Data Structures#

Note

This page builds on the information given in xarray’s main page on data structures, so it is suggested that you are familiar with those first.

DataTree#

:py:class:DataTree is xarray’s highest-level data structure, able to organise heterogeneous data which could not be stored inside a single Dataset object. This includes representing the recursive structure of multiple groups within a netCDF file or Zarr Store.

Each DataTree object (or “node”) contains the same data that a single xarray.Dataset would (i.e. DataArray objects stored under hashable keys), and so has the same key properties:

  • dims: a dictionary mapping of dimension names to lengths, for the variables in this node,

  • data_vars: a dict-like container of DataArrays corresponding to variables in this node,

  • coords: another dict-like container of DataArrays, corresponding to coordinate variables in this node,

  • attrs: dict to hold arbitary metadata relevant to data in this node.

A single DataTree object acts much like a single Dataset object, and has a similar set of dict-like methods defined upon it. However, DataTree’s can also contain other DataTree objects, so they can be thought of as nested dict-like containers of both xarray.DataArray’s and DataTree’s.

A single datatree object is known as a “node”, and its position relative to other nodes is defined by two more key properties:

  • children: An ordered dictionary mapping from names to other DataTree objects, known as its’ “child nodes”.

:: Data provided ::

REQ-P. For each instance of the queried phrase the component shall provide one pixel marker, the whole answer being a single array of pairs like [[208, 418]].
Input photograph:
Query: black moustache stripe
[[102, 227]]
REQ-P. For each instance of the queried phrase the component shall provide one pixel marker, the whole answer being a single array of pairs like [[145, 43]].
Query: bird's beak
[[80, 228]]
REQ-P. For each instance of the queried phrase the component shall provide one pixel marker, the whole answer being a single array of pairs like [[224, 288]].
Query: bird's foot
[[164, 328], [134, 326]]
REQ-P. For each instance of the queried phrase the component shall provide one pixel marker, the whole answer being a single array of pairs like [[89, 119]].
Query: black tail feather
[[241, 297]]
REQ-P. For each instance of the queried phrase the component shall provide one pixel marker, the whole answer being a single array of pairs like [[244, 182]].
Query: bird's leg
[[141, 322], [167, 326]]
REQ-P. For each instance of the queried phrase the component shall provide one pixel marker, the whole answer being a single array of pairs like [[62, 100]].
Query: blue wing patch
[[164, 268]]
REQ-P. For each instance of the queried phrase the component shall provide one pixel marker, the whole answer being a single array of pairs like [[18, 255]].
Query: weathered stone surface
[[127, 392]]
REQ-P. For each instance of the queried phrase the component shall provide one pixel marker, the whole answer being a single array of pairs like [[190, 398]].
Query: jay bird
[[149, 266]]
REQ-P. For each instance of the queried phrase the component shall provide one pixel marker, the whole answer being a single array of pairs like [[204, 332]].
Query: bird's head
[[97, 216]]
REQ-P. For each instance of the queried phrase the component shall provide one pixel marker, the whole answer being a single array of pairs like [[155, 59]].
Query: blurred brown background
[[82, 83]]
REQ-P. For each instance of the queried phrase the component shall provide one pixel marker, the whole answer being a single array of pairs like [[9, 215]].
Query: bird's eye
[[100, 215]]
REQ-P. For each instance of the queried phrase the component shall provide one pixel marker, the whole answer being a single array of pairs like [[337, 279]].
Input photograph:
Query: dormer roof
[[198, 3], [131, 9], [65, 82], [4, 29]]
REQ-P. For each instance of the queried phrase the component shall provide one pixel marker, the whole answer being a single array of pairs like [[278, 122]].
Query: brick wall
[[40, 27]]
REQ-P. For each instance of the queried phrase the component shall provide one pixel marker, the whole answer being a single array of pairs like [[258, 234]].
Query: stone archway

:: Goals ::
1. Switch "suggested" for "recommended" in the DataTree documentation, beginning at the words "Data Structures#" and stopping after "with those first.".
2. List the key properties that the DataTree documentation says each node shares with a single Dataset.
3. Finish out the next part of the DataTree documentation from where it stops.
The data has no connection to the DataTree documentation.

:: Responses by task ::
1.
Data Structures#

Note

This page builds on the information given in xarray’s main page on data structures, so it is recommended that you are familiar with those first.

2. dims, data_vars, coords, attrs

3.
  • parent: The single DataTree object whose children this datatree is a member of, known as its’ “parent node”.

Each child automatically knows about its parent node, and a node without a parent is known as a “root” node (represented by the parent attribute pointing to None). Nodes can have multiple children, but as each child node has at most one parent, there can only ever be one root node in a given tree.

The overall structure is technically a connected acyclic undirected rooted graph, otherwise known as a “Tree”.

Note

Technically a DataTree with more than one child node forms an “Ordered Tree”, because the children are stored in an Ordered Dictionary. However, this distinction only really matters for a few edge cases involving operations on multiple trees simultaneously, and can safely be ignored by most users.

DataTree objects can also optionally have a name as well as attrs, just like a DataArray. Again these are not normally used unless explicitly accessed by the user.

Creating a DataTree#

There are two ways to create a DataTree from scratch. The first is to create each node individually, specifying the nodes’ relationship to one another as you create each one.

The DataTree constructor takes:

  • data: The data that will be stored in this node, represented by a single xarray.Dataset, or a named xarray.DataArray.

  • parent: The parent node (if there is one), given as a DataTree object.

  • children: The various child nodes (if there are any), given as a mapping from string keys to DataTree objects.

  • name: A string to use as the name of this node.

Let’s make a datatree node without anything in it:

In [1]: from datatree import DataTree

# create root node
In [2]: node1 = DataTree(name="Oak")

In [3]: node1
Out[3]: DataTree('Oak', parent=None)

At this point our node is also the root node, as every tree has a root node.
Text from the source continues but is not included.